Exercises to complete:
1/ In the cemetery passage, why did the art department decide not to use the photographs taken in the cemetery?
2/ Write out the cemetery passage word for word, starting at "Jennifer Egan’s article" and ending at "be that way.".

Excerpt:
────────
Secrets Of A Gay Marine Porn Star (58 page)

I had never paid much attention to the military cemetery, deliberately avoiding the unpleasant topic of death. Matt, however, with his photographer’s eye, had recognized the mystical beauty of the spot and took a few photographs of me there. I was merely an unrecognizable shadow against the vivid image of the grave plots. Ultimately the
Times
art department decided not to use any of those photographs because the image muddied the theme of the story. Even then, I hadn’t been certain of what message the captivating-yet-eerie image conveyed.

Now I understood it perfectly well.

Jennifer Egan’s article had portrayed an image of me and the others in the story as men and women forced into lives of loneliness, isolation and secrecy by the “Don’t ask, don’t tell” policy. The photographs that were chosen for inclusion in the story drove home that idea.

The photographs of me in the cemetery carried the opposite message. No matter what discriminatory laws we pass, in the end, death is the final equalizer. Death scoffs at our vain attempts to sort by class. Gay men and women have died in combat, serving their country just like straight men and women have. And as long as we send people off to fight, it will always be that way.

I walked down to the lower part of the slope overlooking San Diego. It was now eleven a.m. and the marine layer was still present forming a stringy grayish-white mist between the city and sun. There was a small tree near the road that wound through the cemetery. I sat on some steps underneath the tree and began to feel the full impact of what was about to happen.

My tears flowed freely now. I cursed for the lost opportunities, for not doing whatever had been required to spend more time with this man. I recalled my childhood prayer, asking God for a friend to share life with. Someone to watch musicals with, to run with, to tell me when I was out of line. God had answered that prayer many times over. I had asked for a friend who would always be there for me, who would understand me, who would help relieve the intense feelings of loneliness I felt even at the age of nine.
────────
Data provided:

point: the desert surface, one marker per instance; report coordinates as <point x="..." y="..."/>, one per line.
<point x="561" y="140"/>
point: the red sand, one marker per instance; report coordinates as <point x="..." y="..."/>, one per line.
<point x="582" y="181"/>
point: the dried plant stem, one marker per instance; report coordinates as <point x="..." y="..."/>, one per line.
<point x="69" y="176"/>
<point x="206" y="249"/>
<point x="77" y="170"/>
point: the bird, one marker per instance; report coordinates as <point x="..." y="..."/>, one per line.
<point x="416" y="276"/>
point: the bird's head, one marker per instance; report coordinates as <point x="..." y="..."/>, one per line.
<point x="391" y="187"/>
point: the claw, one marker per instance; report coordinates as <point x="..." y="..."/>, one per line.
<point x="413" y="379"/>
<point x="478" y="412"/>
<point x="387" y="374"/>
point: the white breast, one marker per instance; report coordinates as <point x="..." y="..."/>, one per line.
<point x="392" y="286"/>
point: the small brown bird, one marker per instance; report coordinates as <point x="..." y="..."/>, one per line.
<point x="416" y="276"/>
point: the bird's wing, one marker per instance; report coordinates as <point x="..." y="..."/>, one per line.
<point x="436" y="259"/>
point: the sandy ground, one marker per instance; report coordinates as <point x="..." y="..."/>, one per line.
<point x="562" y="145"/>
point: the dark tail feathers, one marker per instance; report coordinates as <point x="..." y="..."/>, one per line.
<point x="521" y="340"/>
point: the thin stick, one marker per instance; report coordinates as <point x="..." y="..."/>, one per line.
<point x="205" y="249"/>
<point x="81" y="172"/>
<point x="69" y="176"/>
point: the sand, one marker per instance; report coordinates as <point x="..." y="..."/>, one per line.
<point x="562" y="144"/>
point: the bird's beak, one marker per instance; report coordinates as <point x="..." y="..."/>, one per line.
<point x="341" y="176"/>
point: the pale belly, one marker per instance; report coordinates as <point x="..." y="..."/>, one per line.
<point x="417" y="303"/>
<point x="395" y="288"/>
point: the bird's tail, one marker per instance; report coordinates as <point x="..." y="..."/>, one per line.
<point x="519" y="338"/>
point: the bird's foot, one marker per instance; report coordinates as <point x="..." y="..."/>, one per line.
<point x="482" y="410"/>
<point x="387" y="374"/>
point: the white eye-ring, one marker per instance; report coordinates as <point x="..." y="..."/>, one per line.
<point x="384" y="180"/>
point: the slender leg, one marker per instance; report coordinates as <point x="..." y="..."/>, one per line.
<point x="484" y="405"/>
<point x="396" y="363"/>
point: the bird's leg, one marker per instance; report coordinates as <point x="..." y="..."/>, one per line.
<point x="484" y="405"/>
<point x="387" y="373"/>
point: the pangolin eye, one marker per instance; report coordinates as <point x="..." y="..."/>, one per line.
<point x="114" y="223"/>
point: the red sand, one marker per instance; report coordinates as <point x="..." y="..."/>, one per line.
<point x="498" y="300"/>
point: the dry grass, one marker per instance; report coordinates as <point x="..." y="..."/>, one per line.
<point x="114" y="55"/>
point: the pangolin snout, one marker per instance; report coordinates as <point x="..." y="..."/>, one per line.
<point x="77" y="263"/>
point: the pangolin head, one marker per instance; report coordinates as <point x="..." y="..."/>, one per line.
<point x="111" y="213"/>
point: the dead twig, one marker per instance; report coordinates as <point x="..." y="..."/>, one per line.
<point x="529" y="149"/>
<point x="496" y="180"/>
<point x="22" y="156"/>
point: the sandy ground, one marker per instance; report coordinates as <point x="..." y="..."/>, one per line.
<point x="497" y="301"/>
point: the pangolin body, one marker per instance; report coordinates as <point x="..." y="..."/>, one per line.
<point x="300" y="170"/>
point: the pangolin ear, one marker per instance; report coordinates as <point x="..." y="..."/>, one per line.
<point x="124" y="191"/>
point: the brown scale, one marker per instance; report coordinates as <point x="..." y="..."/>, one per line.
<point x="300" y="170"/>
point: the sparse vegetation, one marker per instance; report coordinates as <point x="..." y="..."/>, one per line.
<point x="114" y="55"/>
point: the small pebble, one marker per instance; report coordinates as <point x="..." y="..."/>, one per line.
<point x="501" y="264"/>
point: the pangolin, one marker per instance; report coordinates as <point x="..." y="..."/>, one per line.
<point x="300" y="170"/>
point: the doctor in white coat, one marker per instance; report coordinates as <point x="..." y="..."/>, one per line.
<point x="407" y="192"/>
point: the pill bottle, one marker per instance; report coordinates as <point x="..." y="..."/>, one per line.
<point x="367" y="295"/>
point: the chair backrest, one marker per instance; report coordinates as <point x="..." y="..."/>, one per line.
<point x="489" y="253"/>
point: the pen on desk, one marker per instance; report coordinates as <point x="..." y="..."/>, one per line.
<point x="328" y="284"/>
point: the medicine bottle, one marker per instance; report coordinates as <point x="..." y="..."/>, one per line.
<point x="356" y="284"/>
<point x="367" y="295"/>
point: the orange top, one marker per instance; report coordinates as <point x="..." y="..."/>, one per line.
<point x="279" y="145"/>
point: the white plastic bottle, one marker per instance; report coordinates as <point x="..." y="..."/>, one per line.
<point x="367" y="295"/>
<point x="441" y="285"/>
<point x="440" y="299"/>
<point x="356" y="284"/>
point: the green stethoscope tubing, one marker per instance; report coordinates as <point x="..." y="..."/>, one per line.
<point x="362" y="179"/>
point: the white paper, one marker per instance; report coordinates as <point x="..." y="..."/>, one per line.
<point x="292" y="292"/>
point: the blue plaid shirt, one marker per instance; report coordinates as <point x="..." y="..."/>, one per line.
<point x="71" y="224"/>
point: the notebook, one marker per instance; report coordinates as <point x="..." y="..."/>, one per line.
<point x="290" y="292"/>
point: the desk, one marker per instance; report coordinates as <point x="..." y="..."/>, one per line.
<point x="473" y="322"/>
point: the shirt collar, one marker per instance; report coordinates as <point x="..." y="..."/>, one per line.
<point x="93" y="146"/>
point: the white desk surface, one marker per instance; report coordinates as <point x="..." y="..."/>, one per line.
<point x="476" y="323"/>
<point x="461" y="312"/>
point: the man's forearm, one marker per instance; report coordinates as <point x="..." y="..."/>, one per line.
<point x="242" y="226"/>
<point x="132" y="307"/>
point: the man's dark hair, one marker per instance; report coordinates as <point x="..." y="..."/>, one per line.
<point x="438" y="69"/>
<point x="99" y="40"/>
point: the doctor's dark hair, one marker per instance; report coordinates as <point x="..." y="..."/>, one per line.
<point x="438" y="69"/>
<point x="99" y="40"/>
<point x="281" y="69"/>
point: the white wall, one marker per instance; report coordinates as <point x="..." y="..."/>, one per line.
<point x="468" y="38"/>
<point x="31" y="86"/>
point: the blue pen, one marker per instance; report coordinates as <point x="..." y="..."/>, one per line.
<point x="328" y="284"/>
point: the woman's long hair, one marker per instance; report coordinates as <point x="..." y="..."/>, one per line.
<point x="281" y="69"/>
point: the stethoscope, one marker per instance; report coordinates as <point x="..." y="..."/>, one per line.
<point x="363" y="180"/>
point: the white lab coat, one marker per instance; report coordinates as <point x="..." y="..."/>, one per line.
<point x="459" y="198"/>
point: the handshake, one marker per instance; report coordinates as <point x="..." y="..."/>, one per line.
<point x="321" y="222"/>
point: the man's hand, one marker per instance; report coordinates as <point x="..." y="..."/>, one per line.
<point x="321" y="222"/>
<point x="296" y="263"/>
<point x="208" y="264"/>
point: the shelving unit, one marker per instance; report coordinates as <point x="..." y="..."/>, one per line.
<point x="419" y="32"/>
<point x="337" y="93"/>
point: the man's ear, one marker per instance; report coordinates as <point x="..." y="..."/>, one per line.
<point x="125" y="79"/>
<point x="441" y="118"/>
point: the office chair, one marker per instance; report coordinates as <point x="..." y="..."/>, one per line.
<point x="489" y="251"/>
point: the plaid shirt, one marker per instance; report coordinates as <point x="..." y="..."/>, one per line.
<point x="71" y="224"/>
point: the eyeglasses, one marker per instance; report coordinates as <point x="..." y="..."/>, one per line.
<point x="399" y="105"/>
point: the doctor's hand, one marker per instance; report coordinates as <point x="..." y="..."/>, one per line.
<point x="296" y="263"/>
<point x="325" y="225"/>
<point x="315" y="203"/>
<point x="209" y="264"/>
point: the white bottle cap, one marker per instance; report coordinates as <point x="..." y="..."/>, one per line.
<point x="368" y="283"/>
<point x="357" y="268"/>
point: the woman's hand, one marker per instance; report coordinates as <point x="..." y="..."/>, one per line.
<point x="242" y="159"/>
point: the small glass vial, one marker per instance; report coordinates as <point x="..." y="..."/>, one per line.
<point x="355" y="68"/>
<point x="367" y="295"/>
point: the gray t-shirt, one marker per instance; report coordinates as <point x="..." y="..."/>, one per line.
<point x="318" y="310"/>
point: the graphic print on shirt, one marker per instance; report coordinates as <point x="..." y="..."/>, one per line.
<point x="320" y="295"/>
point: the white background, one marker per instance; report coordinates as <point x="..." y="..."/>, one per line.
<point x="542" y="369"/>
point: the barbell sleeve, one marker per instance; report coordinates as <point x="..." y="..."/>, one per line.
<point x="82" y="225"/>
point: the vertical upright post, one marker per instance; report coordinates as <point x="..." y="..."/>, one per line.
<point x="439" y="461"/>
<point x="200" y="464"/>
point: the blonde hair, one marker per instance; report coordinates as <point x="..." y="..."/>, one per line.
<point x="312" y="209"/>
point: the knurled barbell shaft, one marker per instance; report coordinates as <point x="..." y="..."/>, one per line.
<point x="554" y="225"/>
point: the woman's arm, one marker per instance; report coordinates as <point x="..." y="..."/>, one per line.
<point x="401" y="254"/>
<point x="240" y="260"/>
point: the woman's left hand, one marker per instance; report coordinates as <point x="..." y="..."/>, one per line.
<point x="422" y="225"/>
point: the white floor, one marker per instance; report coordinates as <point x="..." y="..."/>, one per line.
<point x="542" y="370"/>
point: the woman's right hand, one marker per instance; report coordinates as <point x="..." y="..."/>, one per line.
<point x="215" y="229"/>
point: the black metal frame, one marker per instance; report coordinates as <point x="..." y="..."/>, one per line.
────────
Answer list:
1/ Because the image muddied the theme of the story.

2/
Jennifer Egan’s article had portrayed an image of me and the others in the story as men and women forced into lives of loneliness, isolation and secrecy by the “Don’t ask, don’t tell” policy. The photographs that were chosen for inclusion in the story drove home that idea.

The photographs of me in the cemetery carried the opposite message. No matter what discriminatory laws we pass, in the end, death is the final equalizer. Death scoffs at our vain attempts to sort by class. Gay men and women have died in combat, serving their country just like straight men and women have. And as long as we send people off to fight, it will always be that way.